WORK ITEM: Give back the entries in full, exactly as they are written.

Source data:
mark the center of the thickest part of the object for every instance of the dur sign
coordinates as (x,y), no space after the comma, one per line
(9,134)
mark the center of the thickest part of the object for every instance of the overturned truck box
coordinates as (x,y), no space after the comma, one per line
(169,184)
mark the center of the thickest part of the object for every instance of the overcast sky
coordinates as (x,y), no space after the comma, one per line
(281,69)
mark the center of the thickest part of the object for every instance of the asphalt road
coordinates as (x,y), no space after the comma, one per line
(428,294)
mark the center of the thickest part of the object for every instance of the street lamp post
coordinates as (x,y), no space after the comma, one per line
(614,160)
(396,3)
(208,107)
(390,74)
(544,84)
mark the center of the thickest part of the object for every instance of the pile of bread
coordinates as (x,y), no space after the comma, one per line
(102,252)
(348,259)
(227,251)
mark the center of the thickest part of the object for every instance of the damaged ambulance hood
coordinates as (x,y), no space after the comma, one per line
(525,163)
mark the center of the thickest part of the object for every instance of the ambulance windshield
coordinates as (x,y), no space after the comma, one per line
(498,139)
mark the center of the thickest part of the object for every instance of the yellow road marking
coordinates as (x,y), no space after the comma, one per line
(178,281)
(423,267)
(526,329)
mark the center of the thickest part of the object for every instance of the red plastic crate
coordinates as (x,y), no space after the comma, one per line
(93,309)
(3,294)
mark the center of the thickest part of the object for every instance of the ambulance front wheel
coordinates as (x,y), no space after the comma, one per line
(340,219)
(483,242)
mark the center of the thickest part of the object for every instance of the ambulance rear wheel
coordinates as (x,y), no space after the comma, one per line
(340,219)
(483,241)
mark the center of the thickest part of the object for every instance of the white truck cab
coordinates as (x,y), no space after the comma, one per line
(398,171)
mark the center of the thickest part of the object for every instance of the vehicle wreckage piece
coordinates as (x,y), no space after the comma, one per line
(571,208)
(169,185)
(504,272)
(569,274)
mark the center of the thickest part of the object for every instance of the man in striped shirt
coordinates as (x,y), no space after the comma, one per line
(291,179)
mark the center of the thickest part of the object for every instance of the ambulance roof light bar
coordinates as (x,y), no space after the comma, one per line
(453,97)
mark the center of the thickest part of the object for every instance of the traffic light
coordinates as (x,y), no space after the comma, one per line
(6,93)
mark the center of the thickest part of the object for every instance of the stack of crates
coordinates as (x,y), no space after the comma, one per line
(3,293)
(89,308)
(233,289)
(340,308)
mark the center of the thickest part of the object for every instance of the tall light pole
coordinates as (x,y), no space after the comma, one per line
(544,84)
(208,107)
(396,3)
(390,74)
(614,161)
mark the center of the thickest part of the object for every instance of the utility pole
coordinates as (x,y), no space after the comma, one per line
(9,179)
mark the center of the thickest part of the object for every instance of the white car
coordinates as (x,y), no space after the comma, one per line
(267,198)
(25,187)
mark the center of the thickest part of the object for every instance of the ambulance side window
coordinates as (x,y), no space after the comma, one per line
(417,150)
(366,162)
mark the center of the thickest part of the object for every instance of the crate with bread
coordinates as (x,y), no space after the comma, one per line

RESULT FOR THIS TASK:
mark the center of the thickest part of the object for every instance of the dur sign
coordinates as (x,y), no space after the comma, one per line
(9,134)
mark the center of the thickest part of the object for every instance of the overturned truck box
coordinates as (x,y), no space after the comma, one per line
(169,184)
mark the center of the thickest part of the object for every instance of the overcast sky
coordinates as (x,y), no space after the comma, one per line
(281,69)
mark the center of the thickest part of the object for every instance of the asphalt road
coordinates as (x,y), no space after the comma, one per line
(428,294)
mark the center of the thickest part of the object for every instance of the street lamp post
coordinates as (x,y), no space after the comma, one per line
(614,160)
(396,3)
(208,107)
(390,74)
(544,84)
mark the center of the thickest part of the object for every instance of the pile of bread
coordinates as (x,y), no space after the comma, one per line
(102,252)
(348,259)
(227,251)
mark the center of the thickest part of the object for every instance of the damaged ambulance hood
coordinates as (x,y), no space after the comma, one per line
(525,163)
mark the center of the thickest part of the object for every instance of the ambulance windshield
coordinates as (x,y), no space after the comma, one per line
(498,139)
mark the center of the thickest part of the object for every instance of the yellow road marking
coordinates as (x,y), no space after the comma, one per line
(178,281)
(423,267)
(526,329)
mark the center of the thickest part of the object for every instance of the red plastic crate
coordinates as (x,y), no space after the comma, one per line
(93,309)
(3,294)
mark the center of the thickest part of the object for every instance of the ambulance front wheel
coordinates as (x,y), no space after the comma, one per line
(340,219)
(483,242)
mark the center of the thickest part of the object for every instance of the ambulance rear wheel
coordinates as (x,y), no space after the comma, one per line
(340,219)
(483,241)
mark the center of the thickest part of the object for every instance of the white truck cab
coordinates as (x,y), no space after the comma, one per line
(398,171)
mark the center of the thickest part of the object for every instance of the vehicle wreckage piece
coordinates as (x,y), no space after the comma, one per line
(571,208)
(169,185)
(504,272)
(569,274)
mark the center of the thickest part of the object for every instance of the man in striped shirt
coordinates as (x,y), no space after the comma, one per line
(291,179)
mark the center of the thickest part of the object for every instance of the ambulance roof light bar
coordinates as (x,y), no space after the comma, one per line
(453,97)
mark the center of the thickest part of the object for every instance of the traffic light
coordinates as (x,y), no space after the comma, one per line
(6,93)
mark the center of the thickest part of the object for every instance of the stack of crates
coordinates as (x,y), no space after the comma, one per line
(3,293)
(89,308)
(233,289)
(340,308)
mark the center of the thickest part of the object for every instance of the tall light pole
coordinates as (x,y), no space after the comma, one per line
(544,84)
(208,107)
(396,3)
(390,74)
(614,161)
mark the center of the thickest part of the object for every instance of the utility pole
coordinates as (x,y), no space after the comma, one per line
(9,179)
mark the center of the thickest part of the object for every instance of the white car
coordinates as (x,y), no space after the comma, one per line
(267,198)
(25,187)
mark the center of the thickest part of the object for every instance of the ambulance side window
coordinates as (x,y), no space after the comma, one per line
(417,150)
(366,162)
mark the center of the thickest part of the object for every instance of the crate with bread
coordinates as (x,y), no space after the comma, one per line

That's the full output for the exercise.